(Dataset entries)
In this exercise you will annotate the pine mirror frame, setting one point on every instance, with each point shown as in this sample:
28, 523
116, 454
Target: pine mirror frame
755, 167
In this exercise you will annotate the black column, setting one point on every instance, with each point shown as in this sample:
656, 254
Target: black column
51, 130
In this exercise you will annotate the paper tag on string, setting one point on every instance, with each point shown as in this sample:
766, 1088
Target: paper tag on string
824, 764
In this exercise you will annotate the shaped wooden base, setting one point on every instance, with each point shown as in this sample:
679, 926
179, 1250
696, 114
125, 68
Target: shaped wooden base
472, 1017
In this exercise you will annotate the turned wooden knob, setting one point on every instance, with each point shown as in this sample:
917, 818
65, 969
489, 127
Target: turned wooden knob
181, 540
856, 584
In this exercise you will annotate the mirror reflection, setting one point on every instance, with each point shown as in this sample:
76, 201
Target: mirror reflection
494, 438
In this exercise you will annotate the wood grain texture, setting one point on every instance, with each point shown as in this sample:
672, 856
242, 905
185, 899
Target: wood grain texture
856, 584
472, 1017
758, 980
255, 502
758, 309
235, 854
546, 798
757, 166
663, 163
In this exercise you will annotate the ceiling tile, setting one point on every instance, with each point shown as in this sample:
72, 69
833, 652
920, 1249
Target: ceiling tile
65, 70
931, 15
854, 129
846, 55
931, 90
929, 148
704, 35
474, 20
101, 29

TASK DIRECTIONS:
Search the records above for the word "every", then say how many lines contain it. Give the number alone.

OUTPUT OF THE TASK:
8